*Problems to solve*
- a) In the judgment extract, what average cane yield per acre did the appellant plead?
- b) Rewrite the judgment extract from "The learned judge proceeded" up to and including "from the truth.", putting "trial judge" in place of "learned judge" wherever it occurs.

*Extract to read*

* START *

The learned judge proceeded to hold, correctly, we think, that the respondents' defence that the contract was frustrated by tribal clashes could not hold because no evidence had been led in proof of that allegation. The learned judge also held, correctly, again, that since the respondent had not harvested the cane crop when it was ready for harvesting the defence of frustration was not available to the respondent. The learned judge therefore held that the respondent had breached the contract long before the cane was burned. This is what then follows:
“.... Having held so that the respondent breached the contract, is the appellant entitled to the damages? I do not think so. It is instructive that the appellant in this written submissions categorically and specifically state:-
“... The remedy for breach of contract is damages.” Nothing can be further from the truth.
Again in the plaint the appellant specifically asked for aggravated as well as punitive damages. It is important to observe that the said plaint was drawn and filed in court by an advocate. Had perhaps the appellant acted in person, different considerations would have arisen. As it is therefore, the appellant was clear in his mind that he wanted aggravated and punitive damages for breach of contract.”
The learned judge then proceeded to cite various authorities to support his finding that special damages had neither been specifically pleaded nor proved to the standard required in law and that the plea in the plaint was speculative, comparative, mere estimation and left to conjecture which was not permissible. The judge therefore reached the conclusion that:
“In the result I find and hold that the respondent breached its contract with the appellant. However damages are not awardable for the said breach. The appellant should have treated her loss as special damages and pleaded specifically and with particularity. However he failed to do so nor was he able to specifically prove the claim as required in law. The foregoing notwithstanding, this appeal is for dismissal with no orders as to costs. It is so ordered.”
We have in this judgement set out in full the averment by the appellant at paragraph 12 of the plaint where it was pleaded that the average cane yield per acre was 135 tonnes which the appellant claimed at the rate of Kshs. 1553/= per tonne being the average yield unharvested by the respondent.
We agree with the learned judge that a claim for special damages must indeed be specifically pleaded and proved with a degree of certainty and particularity but we must add that, that degree and certainty must necessarily depend on the circumstances and the nature of the act complained of.
In the Jivanji case (supra), a decision of this court differently constituted, it was held that the degree of certainty and particularity depends on the nature of the acts complained of. The following passage which partly quotes Coast Bus Service Limited v Murunga & others Nairobi CA No. 192 of 1992 (ur) appears in the Jivanji case:
“It is now trite law that special damages must first be pleaded and then strictly proved. There is a long line of authorities to that effect and if any were required, we would cite those of Kampala City Council v Nakaye  EA 446, Ouma v Nairobi City Council  KLR 297 and the latest decision of this Court on this point which appears to be Eldama Ravine Distributors Limited and another v Chebon civil appeal number 22 of 1991 (UR). In the latest case, Cockar JA who dealt with the issue of special damages said in his judgement:
“It has time and again been held by the courts in Kenya that a claim for each particular type of special damage must be pleaded. In Ouma v Nairobi City Council  KR 304 after stressing the need for a plaintiff in order to succeed on a claim for specified damages. Chesoni J quoted in support the following passage from Bowen LJ's judgment at 532-533 in Ratcliffe v Evans  QB 524, an English leading case of pleading and proof of damage.

* END *

*Listed records*

* START *

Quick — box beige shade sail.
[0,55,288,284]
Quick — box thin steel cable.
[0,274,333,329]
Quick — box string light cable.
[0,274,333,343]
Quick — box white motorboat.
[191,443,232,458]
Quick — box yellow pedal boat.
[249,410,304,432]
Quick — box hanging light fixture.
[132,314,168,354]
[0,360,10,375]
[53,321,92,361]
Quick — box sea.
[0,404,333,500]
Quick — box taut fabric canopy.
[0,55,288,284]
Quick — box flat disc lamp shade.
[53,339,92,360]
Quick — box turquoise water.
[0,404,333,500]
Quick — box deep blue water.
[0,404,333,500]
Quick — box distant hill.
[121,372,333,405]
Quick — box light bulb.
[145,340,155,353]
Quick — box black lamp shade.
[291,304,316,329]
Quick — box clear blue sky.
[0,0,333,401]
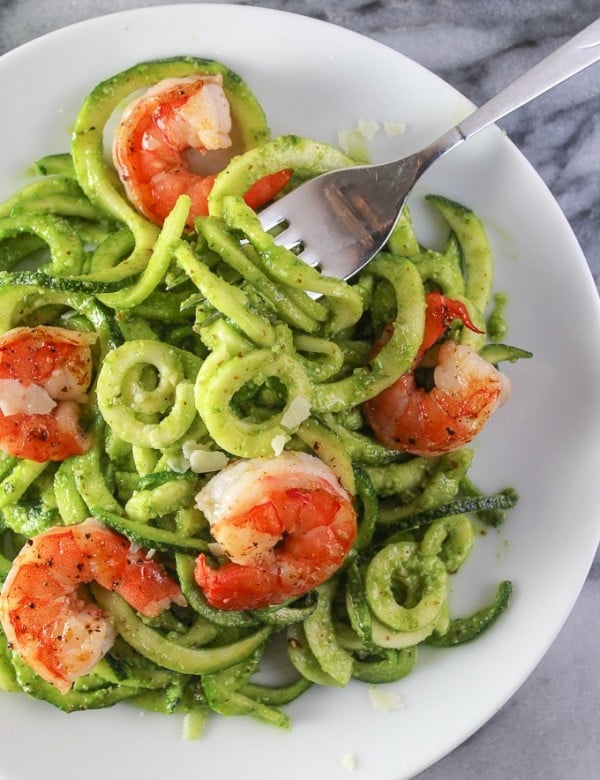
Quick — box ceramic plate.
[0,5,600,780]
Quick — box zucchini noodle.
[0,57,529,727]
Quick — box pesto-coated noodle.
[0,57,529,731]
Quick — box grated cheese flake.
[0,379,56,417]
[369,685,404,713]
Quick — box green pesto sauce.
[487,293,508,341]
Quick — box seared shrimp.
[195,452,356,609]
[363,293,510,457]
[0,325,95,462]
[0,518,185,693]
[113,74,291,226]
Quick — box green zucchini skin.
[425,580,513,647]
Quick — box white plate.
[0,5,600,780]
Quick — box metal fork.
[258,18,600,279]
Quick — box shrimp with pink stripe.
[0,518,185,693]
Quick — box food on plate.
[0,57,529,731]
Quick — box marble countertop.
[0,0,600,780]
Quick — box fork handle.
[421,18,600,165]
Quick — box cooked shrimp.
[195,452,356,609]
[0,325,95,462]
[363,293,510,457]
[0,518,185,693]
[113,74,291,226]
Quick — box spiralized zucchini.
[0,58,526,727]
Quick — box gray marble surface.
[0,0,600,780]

* END *
* START *

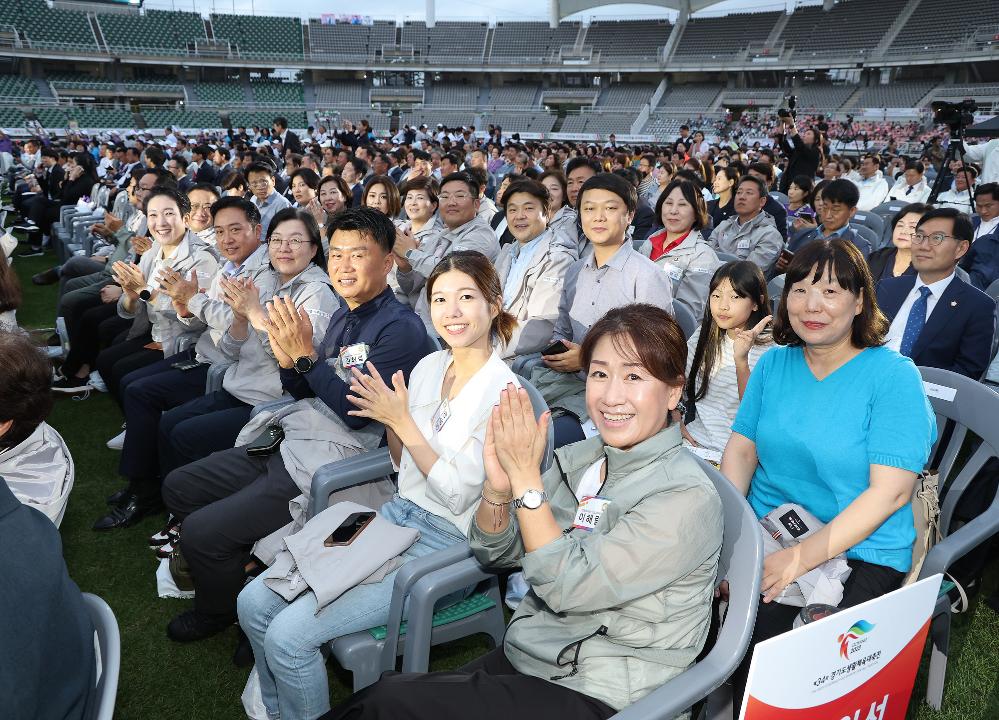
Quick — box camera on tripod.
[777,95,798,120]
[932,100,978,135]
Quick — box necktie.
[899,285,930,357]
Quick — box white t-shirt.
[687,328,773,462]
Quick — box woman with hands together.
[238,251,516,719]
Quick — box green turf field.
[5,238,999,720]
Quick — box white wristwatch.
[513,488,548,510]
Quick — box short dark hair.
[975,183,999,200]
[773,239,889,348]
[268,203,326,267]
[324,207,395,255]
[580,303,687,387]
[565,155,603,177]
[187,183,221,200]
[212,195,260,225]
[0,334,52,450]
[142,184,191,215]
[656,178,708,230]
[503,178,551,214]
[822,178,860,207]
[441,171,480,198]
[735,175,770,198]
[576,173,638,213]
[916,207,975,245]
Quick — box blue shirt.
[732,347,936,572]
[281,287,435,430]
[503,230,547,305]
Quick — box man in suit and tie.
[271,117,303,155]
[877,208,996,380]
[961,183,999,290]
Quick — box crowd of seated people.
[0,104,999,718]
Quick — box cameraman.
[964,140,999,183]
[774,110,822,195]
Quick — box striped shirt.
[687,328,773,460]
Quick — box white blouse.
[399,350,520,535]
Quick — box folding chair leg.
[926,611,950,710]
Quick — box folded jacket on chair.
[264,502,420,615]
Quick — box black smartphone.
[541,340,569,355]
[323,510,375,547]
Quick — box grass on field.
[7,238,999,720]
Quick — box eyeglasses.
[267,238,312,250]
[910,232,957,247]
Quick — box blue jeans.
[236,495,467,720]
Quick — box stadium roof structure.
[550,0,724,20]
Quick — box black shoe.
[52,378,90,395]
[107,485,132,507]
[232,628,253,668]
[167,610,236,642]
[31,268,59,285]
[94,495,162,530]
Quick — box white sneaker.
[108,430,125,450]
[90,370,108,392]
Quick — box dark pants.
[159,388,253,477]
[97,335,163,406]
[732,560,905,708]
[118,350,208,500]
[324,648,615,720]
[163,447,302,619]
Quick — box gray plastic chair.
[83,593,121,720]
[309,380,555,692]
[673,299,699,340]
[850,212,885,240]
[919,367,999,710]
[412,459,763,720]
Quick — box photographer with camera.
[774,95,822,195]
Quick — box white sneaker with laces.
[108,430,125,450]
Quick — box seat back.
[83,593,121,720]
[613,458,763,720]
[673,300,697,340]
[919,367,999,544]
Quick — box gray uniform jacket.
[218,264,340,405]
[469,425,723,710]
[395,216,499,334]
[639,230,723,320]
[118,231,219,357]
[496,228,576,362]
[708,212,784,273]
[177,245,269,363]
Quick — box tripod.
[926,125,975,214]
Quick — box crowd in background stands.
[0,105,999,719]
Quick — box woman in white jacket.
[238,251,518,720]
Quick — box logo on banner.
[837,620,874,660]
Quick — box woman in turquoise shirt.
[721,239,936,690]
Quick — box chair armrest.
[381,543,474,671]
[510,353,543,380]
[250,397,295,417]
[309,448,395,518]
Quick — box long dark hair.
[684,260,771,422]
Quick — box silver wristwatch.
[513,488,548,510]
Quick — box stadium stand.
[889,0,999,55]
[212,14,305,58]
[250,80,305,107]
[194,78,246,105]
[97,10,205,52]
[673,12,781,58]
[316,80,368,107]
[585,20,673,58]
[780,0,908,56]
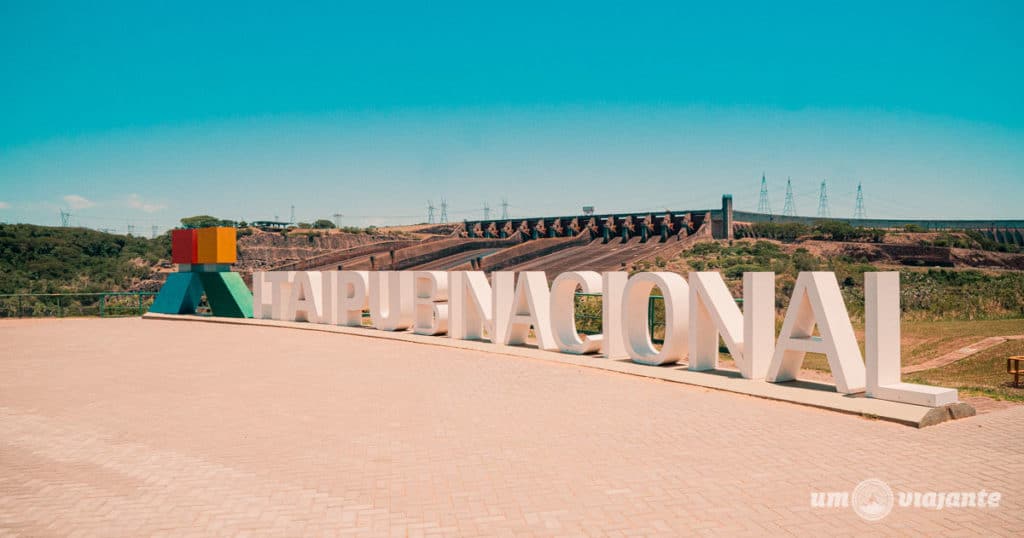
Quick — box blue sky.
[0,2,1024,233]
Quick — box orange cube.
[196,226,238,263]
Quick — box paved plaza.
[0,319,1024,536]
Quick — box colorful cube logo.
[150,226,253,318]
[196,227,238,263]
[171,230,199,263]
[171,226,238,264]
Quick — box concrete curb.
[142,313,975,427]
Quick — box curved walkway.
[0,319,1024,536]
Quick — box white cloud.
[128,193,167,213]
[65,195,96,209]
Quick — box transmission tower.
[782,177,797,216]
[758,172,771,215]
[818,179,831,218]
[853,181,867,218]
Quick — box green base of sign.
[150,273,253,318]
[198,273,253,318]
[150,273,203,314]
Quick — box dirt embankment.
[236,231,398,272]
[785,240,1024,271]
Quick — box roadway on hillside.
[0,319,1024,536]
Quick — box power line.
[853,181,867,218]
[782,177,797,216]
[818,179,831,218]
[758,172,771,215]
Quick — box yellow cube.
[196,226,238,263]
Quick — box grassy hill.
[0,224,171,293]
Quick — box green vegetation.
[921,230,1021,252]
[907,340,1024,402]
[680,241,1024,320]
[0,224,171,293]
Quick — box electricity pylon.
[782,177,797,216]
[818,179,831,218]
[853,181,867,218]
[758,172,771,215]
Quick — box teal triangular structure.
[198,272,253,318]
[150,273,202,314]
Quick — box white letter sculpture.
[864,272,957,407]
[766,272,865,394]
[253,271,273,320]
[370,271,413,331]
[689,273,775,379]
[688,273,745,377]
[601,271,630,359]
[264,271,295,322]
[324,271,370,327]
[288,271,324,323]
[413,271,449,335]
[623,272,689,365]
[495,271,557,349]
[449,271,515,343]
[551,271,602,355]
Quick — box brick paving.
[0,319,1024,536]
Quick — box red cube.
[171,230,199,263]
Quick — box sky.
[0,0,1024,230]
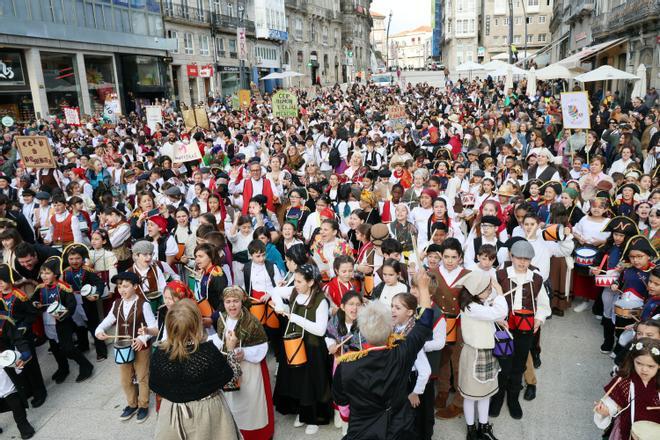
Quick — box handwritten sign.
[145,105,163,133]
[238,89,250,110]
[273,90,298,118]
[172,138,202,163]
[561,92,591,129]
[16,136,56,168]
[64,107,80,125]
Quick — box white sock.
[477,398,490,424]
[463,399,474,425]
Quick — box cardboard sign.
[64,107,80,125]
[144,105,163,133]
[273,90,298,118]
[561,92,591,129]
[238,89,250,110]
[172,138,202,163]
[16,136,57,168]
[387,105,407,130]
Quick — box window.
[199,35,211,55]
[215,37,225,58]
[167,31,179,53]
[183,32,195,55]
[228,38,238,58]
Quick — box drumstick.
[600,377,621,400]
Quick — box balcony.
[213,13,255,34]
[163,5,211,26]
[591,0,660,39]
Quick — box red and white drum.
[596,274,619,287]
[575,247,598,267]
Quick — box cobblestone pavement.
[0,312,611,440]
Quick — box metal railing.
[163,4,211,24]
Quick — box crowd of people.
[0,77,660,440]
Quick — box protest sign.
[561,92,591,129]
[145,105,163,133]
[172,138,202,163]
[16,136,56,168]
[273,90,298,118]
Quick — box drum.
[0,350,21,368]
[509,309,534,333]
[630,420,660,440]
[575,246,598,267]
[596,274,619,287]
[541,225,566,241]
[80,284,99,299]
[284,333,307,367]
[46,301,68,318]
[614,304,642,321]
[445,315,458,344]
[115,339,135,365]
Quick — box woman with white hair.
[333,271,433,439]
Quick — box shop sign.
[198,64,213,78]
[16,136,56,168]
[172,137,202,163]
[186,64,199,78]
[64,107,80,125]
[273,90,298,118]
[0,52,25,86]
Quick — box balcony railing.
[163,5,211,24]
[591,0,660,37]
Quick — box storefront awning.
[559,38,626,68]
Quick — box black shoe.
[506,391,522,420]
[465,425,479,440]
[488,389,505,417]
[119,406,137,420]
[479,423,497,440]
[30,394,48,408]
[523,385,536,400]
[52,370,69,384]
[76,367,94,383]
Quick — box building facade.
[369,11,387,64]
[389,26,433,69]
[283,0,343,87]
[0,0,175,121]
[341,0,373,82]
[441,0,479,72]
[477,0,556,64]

* END *
* START *

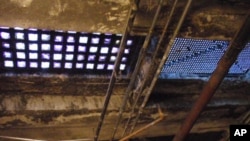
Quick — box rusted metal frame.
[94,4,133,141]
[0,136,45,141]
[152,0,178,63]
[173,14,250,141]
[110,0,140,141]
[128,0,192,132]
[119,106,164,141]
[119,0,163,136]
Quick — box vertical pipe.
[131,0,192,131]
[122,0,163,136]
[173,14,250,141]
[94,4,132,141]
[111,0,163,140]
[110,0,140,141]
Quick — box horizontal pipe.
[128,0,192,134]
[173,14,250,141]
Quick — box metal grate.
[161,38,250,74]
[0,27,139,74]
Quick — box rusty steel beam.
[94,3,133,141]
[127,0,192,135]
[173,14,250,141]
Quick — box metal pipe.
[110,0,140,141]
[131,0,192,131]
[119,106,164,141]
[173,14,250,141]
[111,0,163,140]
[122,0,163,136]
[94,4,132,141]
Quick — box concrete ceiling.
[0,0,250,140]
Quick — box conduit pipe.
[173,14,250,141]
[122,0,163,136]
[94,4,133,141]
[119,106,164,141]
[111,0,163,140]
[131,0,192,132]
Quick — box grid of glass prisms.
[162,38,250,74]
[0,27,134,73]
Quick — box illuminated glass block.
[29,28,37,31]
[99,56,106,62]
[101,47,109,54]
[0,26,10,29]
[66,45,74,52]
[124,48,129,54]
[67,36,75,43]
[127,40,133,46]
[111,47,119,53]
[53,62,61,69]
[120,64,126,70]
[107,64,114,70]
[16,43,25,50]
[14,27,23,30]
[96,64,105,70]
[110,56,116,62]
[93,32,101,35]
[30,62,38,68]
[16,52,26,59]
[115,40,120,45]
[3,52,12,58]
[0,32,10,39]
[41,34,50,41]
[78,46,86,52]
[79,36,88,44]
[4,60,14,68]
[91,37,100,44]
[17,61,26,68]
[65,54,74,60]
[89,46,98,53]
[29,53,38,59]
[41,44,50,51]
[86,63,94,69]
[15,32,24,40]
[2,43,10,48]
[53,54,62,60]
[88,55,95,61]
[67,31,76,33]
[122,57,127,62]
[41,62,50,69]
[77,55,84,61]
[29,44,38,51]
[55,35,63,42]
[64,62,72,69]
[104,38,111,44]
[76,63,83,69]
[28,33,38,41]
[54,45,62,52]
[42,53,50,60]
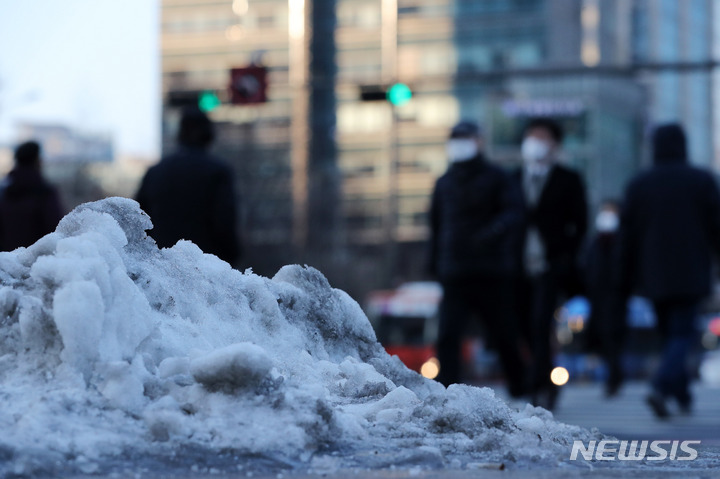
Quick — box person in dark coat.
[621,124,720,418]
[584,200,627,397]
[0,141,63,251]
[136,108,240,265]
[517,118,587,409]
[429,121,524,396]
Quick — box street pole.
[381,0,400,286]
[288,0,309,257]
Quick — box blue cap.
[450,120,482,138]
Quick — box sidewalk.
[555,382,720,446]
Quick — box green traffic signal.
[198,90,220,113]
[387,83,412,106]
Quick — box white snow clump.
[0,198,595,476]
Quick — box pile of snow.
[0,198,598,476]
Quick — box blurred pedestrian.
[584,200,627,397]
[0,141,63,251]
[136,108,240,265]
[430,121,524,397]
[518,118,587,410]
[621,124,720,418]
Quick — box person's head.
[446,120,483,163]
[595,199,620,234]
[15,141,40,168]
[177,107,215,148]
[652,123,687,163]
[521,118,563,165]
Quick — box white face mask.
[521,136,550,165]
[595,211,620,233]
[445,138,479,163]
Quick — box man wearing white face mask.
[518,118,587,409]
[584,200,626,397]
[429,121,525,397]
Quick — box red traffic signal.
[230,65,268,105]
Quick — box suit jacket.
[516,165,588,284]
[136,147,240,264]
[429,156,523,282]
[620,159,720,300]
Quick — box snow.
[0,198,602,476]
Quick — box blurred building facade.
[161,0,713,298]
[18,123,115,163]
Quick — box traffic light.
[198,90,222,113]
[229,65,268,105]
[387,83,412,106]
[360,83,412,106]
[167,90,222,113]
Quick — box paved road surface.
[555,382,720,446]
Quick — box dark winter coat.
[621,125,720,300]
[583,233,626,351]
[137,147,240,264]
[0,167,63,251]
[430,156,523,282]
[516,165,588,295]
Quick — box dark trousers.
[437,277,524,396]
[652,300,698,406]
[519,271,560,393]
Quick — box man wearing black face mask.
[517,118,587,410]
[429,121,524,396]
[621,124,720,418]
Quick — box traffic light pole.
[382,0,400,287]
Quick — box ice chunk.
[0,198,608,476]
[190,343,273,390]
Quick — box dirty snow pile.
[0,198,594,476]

* END *

*The answers*
- a) 135 tonnes per acre.

- b)
The trial judge proceeded to hold, correctly, we think, that the respondents' defence that the contract was frustrated by tribal clashes could not hold because no evidence had been led in proof of that allegation. The trial judge also held, correctly, again, that since the respondent had not harvested the cane crop when it was ready for harvesting the defence of frustration was not available to the respondent. The trial judge therefore held that the respondent had breached the contract long before the cane was burned. This is what then follows:
“.... Having held so that the respondent breached the contract, is the appellant entitled to the damages? I do not think so. It is instructive that the appellant in this written submissions categorically and specifically state:-
“... The remedy for breach of contract is damages.” Nothing can be further from the truth.